Write each entry out again, exactly as it is written.
SOURCE MATERIAL START
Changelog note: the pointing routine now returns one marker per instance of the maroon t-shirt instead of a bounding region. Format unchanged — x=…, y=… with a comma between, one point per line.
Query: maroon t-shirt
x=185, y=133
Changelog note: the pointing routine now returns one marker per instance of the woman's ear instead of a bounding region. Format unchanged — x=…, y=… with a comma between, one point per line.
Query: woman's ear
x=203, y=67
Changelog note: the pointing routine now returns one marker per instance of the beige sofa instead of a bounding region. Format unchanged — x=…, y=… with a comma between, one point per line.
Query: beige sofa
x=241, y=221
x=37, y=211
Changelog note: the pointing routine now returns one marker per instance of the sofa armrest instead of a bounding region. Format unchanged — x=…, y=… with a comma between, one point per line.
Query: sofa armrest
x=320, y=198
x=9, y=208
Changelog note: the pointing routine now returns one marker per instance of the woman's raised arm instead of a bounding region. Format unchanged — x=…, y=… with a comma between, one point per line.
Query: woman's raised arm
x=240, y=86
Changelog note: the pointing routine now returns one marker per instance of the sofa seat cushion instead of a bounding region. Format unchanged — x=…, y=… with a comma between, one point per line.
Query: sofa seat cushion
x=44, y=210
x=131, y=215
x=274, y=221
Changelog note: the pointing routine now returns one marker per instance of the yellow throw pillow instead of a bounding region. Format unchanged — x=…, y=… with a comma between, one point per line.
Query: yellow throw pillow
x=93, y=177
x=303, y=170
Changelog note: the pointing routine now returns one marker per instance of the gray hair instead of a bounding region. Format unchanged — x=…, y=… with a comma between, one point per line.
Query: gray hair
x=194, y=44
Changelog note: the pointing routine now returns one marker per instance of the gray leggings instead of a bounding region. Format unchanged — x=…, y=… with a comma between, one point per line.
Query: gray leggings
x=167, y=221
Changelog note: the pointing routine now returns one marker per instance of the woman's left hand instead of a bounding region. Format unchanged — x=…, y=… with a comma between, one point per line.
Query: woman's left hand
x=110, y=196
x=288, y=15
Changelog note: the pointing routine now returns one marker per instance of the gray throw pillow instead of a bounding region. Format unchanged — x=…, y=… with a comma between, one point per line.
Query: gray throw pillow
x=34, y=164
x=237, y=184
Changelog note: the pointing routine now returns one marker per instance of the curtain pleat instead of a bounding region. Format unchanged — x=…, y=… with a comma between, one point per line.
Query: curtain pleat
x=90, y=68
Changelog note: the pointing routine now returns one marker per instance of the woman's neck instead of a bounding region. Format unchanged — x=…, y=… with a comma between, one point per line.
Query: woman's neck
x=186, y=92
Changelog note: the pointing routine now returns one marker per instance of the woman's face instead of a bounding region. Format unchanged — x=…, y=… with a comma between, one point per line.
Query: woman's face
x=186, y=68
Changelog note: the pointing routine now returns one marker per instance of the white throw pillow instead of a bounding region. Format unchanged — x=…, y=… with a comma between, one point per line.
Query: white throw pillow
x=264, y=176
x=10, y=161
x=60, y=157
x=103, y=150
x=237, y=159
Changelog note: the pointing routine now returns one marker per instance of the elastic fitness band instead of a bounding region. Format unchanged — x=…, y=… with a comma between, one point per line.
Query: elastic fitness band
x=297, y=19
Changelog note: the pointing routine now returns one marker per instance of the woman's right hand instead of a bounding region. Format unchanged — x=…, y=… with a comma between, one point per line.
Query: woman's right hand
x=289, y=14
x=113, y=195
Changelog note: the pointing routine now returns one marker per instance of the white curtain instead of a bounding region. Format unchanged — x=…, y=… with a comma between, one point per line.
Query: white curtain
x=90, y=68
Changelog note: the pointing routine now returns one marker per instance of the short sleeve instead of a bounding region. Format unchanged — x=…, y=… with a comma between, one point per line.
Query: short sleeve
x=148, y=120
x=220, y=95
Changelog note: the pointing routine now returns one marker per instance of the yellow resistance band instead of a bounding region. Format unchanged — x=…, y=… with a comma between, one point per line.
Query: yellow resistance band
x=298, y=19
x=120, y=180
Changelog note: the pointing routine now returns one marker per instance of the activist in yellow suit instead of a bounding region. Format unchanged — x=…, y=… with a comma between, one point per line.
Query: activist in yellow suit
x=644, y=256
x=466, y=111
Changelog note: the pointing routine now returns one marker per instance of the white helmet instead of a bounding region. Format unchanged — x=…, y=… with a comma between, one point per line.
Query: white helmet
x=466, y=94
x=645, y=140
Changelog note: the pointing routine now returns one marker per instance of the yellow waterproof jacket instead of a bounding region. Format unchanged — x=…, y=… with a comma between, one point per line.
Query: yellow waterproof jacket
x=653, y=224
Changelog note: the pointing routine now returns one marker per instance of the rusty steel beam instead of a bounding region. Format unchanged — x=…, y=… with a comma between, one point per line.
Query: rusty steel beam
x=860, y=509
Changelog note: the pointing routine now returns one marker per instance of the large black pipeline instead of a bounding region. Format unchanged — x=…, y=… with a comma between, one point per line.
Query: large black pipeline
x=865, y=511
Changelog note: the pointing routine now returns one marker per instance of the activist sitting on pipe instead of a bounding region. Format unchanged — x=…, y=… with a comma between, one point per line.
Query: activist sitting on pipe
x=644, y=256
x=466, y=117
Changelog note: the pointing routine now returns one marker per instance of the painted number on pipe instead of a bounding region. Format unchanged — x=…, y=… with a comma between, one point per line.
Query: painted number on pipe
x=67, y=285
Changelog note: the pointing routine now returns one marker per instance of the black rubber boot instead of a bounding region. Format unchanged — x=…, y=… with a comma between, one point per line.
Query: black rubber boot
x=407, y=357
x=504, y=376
SOURCE MATERIAL END
WRITTEN ANSWER
Changelog note: the pointing routine now returns one marker per instance of the maroon t-shirt instead of a bounding region. Format unchanged — x=…, y=… with a comma between, one point per line.
Query: maroon t-shirt
x=185, y=133
Changelog note: the pointing routine now returns one marker per instance of the woman's ear instead of a bounding region. Format unchanged — x=…, y=… with a comma between, one point per line.
Query: woman's ear
x=203, y=67
Changelog note: the pointing routine now returns one marker per instance of the beige sofa instead of a bounding region. Format unchanged — x=…, y=… with a comma between, one point per line.
Query: beige sofa
x=241, y=221
x=37, y=211
Changelog note: the pointing routine now returns one marker per instance of the sofa armrest instead of a bounding region. Format unchanged — x=…, y=… with a comma between, one point per line.
Query: sofa armrest
x=320, y=198
x=9, y=208
Changelog note: the pointing routine now returns one marker per instance of the woman's raised arm instead of a bounding region. Format unchanged — x=…, y=… with a comma between, one point per line.
Query: woman's raised arm
x=240, y=86
Changelog note: the pointing routine now returns one marker per instance of the sofa seat cushion instead of a bounding region. Format unchanged — x=…, y=… with a comma between, one point per line.
Query: sofa seat cushion
x=44, y=210
x=131, y=215
x=274, y=221
Changelog note: the pointing routine now returns one marker per instance of the yellow throw pillow instead of a bounding region. Format unchanged — x=…, y=… with a comma between, one point per line.
Query: yellow throw pillow
x=93, y=177
x=303, y=170
Changelog note: the pointing routine now returns one marker per instance of the gray hair instead of a bounding region. Format unchanged — x=…, y=… with a comma between, one point per line.
Query: gray hair
x=194, y=44
Changelog note: the pointing routine now returns one marker per instance of the gray leggings instead of a bounding region. Format unchanged — x=…, y=… with a comma between, one point per line.
Query: gray leggings
x=167, y=221
Changelog note: the pointing routine now returns one marker per instance of the woman's left hand instead of a bounding region. Format unchanged — x=…, y=… with a comma between, one point per line.
Query: woman's left hand
x=110, y=196
x=288, y=15
Changelog note: the pointing routine now returns one marker per instance of the gray throw pillow instead of a bounding region. Format unchanged — x=…, y=… with a comma between, one point per line.
Query: gray throw pillow
x=34, y=164
x=237, y=184
Changelog note: the pointing routine now returns one marker per instance of the curtain pleat instead of a bounding region. Format unchanged — x=…, y=… with a comma between, one point per line.
Query: curtain pleat
x=90, y=68
Changelog note: the pointing routine now returns one marker per instance of the woman's neck instead of a bounding region. Format unchanged — x=…, y=… with a comma between, one point per line.
Query: woman's neck
x=186, y=92
Changelog note: the pointing routine now returns one marker per instance of the woman's face instead of a bounding region. Format unchanged — x=…, y=… with a comma between, one point per line.
Query: woman's face
x=186, y=68
Changelog note: the pointing routine now returns one marker per instance of the white throw pillow instead of a bounding region. Format unchanged — x=…, y=… with a comma between, one point per line.
Query: white throw pillow
x=264, y=176
x=10, y=161
x=60, y=157
x=103, y=150
x=237, y=159
Changelog note: the pointing routine now returns one marker per instance of the elastic fitness band instead of a bounding region. Format unchanged — x=…, y=… with a comma between, one point per line.
Query: elastic fitness band
x=297, y=19
Changelog note: the pointing routine now returns one marker per instance of the woman's right hand instead of a bounding region. Format unchanged — x=…, y=… with a comma between, one point per line.
Query: woman's right hand
x=289, y=14
x=113, y=195
Changelog note: the pointing routine now returns one marker per instance of the white curtain instead of a bounding region. Format unchanged — x=…, y=… with a comma between, one point per line.
Query: white curtain
x=90, y=68
Changelog note: the pointing routine now returns one marker per instance of the short sleeve instead of a bounding region. Format unchanged — x=…, y=… with a comma between, one point per line.
Query: short sleeve
x=148, y=120
x=220, y=95
Changelog note: the pointing routine now returns one marker per instance of the yellow resistance band instead of a bounding region. Format unchanged — x=…, y=… with a comma between, one point per line.
Query: yellow resistance band
x=298, y=19
x=120, y=180
Changelog note: the pointing routine now returns one marker per instance of the activist in yellow suit instead of a bounding region. Format unchanged — x=…, y=… with a comma between, one point per line.
Query: activist in yellow suit
x=644, y=256
x=466, y=111
Changelog note: the pointing routine now returns one marker per instance of the white helmet instead of a bounding region. Format unchanged — x=…, y=… with a comma between, one point per line.
Query: white helmet
x=466, y=94
x=645, y=140
Changelog note: the pointing routine now returns one marker per instance of the yellow waterproof jacket instead of a bounding region. Format unchanged — x=…, y=… with a comma between, one point per line.
Query: yellow waterproof jacket
x=653, y=224
Changelog note: the pointing routine now returns one marker per instance of the rusty steel beam instead of a bounding region. Format unchanged — x=…, y=… with a comma between, one point per line.
Query: rusty steel beam
x=860, y=509
Changelog note: the pointing routine now returns one marker per instance of the large black pipeline instead of a bounding region. Format unchanged — x=…, y=… with a comma between, one point per line.
Query: large black pipeline
x=865, y=511
Changelog note: the pointing routine now returns one marker per instance of the activist sitting on pipe instead of a bounding region. Format unchanged — x=…, y=… with a comma between, one point per line.
Query: activist sitting on pipe
x=644, y=256
x=466, y=117
Changelog note: the pointing routine now returns one marker per instance of the painted number on pipe instead of a bounding region. Format unchanged — x=…, y=… with a comma between, one point per line.
Query: painted number on pipe
x=67, y=285
Changelog note: the pointing routine now returns one marker per instance of the black rubber boot instead of a bounding region. Format unchanged — x=…, y=… with a comma between, one point per line.
Query: black rubber boot
x=407, y=357
x=504, y=376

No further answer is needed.